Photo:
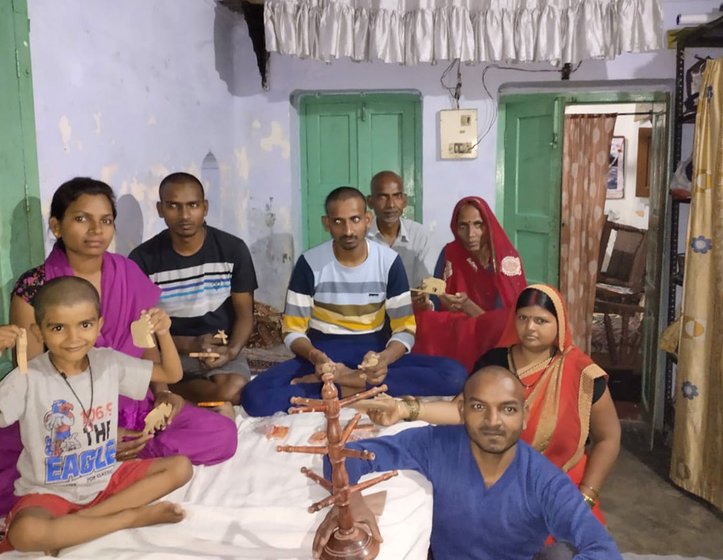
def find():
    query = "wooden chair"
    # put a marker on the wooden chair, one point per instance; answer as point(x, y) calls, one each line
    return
point(619, 291)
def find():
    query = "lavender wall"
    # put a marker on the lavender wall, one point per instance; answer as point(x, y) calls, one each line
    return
point(128, 91)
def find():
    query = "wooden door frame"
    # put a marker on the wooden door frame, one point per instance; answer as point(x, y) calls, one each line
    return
point(24, 233)
point(599, 93)
point(299, 100)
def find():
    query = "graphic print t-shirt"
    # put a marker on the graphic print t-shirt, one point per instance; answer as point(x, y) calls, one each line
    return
point(58, 456)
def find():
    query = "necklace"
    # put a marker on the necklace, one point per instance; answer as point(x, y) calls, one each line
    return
point(87, 422)
point(513, 366)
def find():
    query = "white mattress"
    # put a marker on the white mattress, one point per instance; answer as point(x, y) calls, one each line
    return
point(254, 506)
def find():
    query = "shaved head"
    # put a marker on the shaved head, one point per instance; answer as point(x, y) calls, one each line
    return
point(64, 290)
point(493, 372)
point(386, 177)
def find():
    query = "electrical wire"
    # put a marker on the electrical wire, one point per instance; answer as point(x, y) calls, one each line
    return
point(455, 92)
point(493, 118)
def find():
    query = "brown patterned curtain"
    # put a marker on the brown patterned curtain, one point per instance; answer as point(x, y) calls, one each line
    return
point(584, 183)
point(697, 460)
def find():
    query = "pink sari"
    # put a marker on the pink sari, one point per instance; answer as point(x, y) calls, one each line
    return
point(203, 436)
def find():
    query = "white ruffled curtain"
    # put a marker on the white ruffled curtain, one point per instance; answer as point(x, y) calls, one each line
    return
point(413, 31)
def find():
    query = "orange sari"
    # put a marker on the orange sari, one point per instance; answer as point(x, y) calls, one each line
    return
point(558, 392)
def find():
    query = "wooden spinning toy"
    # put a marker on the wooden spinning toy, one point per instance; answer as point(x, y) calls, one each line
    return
point(204, 355)
point(142, 333)
point(370, 362)
point(349, 541)
point(156, 418)
point(432, 286)
point(21, 351)
point(223, 336)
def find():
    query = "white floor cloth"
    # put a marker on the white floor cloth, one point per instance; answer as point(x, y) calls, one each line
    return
point(254, 507)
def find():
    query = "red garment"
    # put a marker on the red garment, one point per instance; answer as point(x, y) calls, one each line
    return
point(559, 394)
point(505, 278)
point(455, 334)
point(127, 473)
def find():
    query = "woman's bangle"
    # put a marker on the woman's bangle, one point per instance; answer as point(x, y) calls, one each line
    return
point(595, 493)
point(413, 405)
point(588, 500)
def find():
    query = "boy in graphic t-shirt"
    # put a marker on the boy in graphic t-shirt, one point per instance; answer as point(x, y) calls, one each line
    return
point(72, 488)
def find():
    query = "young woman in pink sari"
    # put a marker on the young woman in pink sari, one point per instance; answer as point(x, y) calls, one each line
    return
point(82, 218)
point(484, 276)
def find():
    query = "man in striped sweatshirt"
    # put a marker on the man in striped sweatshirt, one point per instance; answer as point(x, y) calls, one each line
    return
point(348, 305)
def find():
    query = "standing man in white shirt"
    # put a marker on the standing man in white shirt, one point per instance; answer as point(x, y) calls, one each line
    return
point(407, 237)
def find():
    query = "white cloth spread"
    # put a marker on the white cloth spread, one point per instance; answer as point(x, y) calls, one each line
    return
point(254, 505)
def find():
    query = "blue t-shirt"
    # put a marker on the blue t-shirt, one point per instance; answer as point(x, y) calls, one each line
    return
point(508, 521)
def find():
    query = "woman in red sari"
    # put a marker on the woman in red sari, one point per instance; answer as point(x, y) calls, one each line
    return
point(484, 275)
point(565, 391)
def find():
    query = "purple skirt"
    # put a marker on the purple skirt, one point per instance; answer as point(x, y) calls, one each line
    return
point(204, 436)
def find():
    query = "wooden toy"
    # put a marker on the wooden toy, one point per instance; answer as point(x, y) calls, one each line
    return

• **Task to carry out**:
Reproduce all of the records above line for line, without any changes, and leave out the pictures.

• **Completed task**:
Photo:
def find():
    query = "wooden chair"
    # put a marker on the wooden chair, one point per instance; answer as point(x, y) calls, one each line
    return
point(619, 291)
def find():
    query = "lavender wall"
    # put a marker on the lavender wall, one point per instance; answer as point(x, y) calls, one each line
    return
point(128, 91)
def find():
    query = "wooden door frame"
    # put a marker on the wooden door frame, one point per instance; answer as point(x, y) calls, one each line
    return
point(24, 233)
point(599, 93)
point(299, 100)
def find():
    query = "graphic print t-shirt"
    # put a marker on the graphic print t-shirt, one point per instance; answer as point(x, y) calls, one each line
    return
point(58, 456)
def find():
    query = "necklace"
    # put a marker on the necklace, one point per instance; answer as point(x, y) calls, one each line
    return
point(87, 422)
point(513, 366)
def find():
    query = "white mattress"
    # put a marker on the white mattress, one point per instance; answer as point(x, y) calls, one each line
    return
point(254, 506)
def find():
    query = "shaved head"
    # put a marker on the shaved head, one point per instance; answer as point(x, y) calls, one each line
    return
point(64, 290)
point(493, 372)
point(386, 177)
def find():
    query = "electrical wire"
    # put a marker on the electrical wire, one point per instance; answer as point(x, y) calls, one each line
    return
point(455, 92)
point(493, 118)
def find():
    query = "brown patterned curtain"
    # put a marker on the brown patterned curtain, one point per instance; answer as point(x, y) calls, one each line
    return
point(584, 183)
point(697, 460)
def find():
    query = "pink sari"
    # put a marker on the pink sari, one point per instance; answer as point(x, y) calls, one each line
    return
point(203, 436)
def find():
    query = "white ruffled curtain"
    # put a marker on the white ruffled curtain, one point per instance; answer as point(x, y) calls, one each line
    return
point(413, 31)
def find():
    query = "orange sari"
    # put a marker on the orange sari, one point per instance; answer as point(x, y) calls, one each line
    return
point(558, 392)
def find():
    query = "wooden spinning toy"
    # put a marker on the wooden spinning toy, one point per instance; answer as point(x, y) calls, one each line
    return
point(204, 355)
point(142, 333)
point(370, 362)
point(349, 541)
point(156, 418)
point(432, 286)
point(21, 351)
point(223, 336)
def find():
    query = "white floor cloth"
    # put a marker on the white floor cloth, one point per instance; answer as point(x, y) calls, one each line
    return
point(254, 507)
def find():
    query = "red garment"
    # put a marker on the red garment, one point per instance; answer as point(x, y) calls, one each line
    return
point(559, 394)
point(505, 278)
point(455, 334)
point(127, 473)
def find():
    query = "woman's bangle"
    # put a marker on the woman's bangle, one point per instance; answer as point(x, y) calls, one each line
    return
point(595, 493)
point(413, 405)
point(588, 500)
def find():
    query = "boy in graphic t-shirt"
    # put a marker on the boy in graphic t-shirt, one point per instance; answer as point(x, y) calls, one each line
    return
point(72, 488)
def find():
    query = "young woman in pink sari"
    # put a marker on the young woman in pink sari, one point per instance; answer as point(x, y) calls, one each line
    return
point(82, 218)
point(484, 276)
def find():
    query = "man in striped sweatshirt"
    # put a marker on the man in striped sweatshirt, one point per instance; answer as point(x, y) calls, one each line
    return
point(348, 305)
def find():
    query = "standing man in white shirt"
    # put a marker on the standing man in white shirt, one point per instance; answer as point(x, y) calls, one each line
    return
point(407, 237)
def find():
    query = "white cloth spread"
    # put a marker on the white cloth spread, one point per instance; answer as point(x, y) calls, one each line
    return
point(254, 505)
def find():
    query = "blue t-shirt"
    # put a marker on the blue t-shirt, one point per instance; answer as point(x, y) calls, one each line
    return
point(508, 521)
def find():
    query = "woman in red sari"
    # put a marker on the woman in red sari, one point per instance; answer as point(x, y) calls, one each line
    return
point(484, 275)
point(565, 391)
def find():
    query = "purple skirt"
    # put a marker on the purple skirt, one point per instance; answer as point(x, y) calls, one each line
    return
point(204, 436)
def find():
    query = "wooden toy"
    # put a marker on the wooden toy, one point per instance; answer as point(x, y) calls, one each line
    return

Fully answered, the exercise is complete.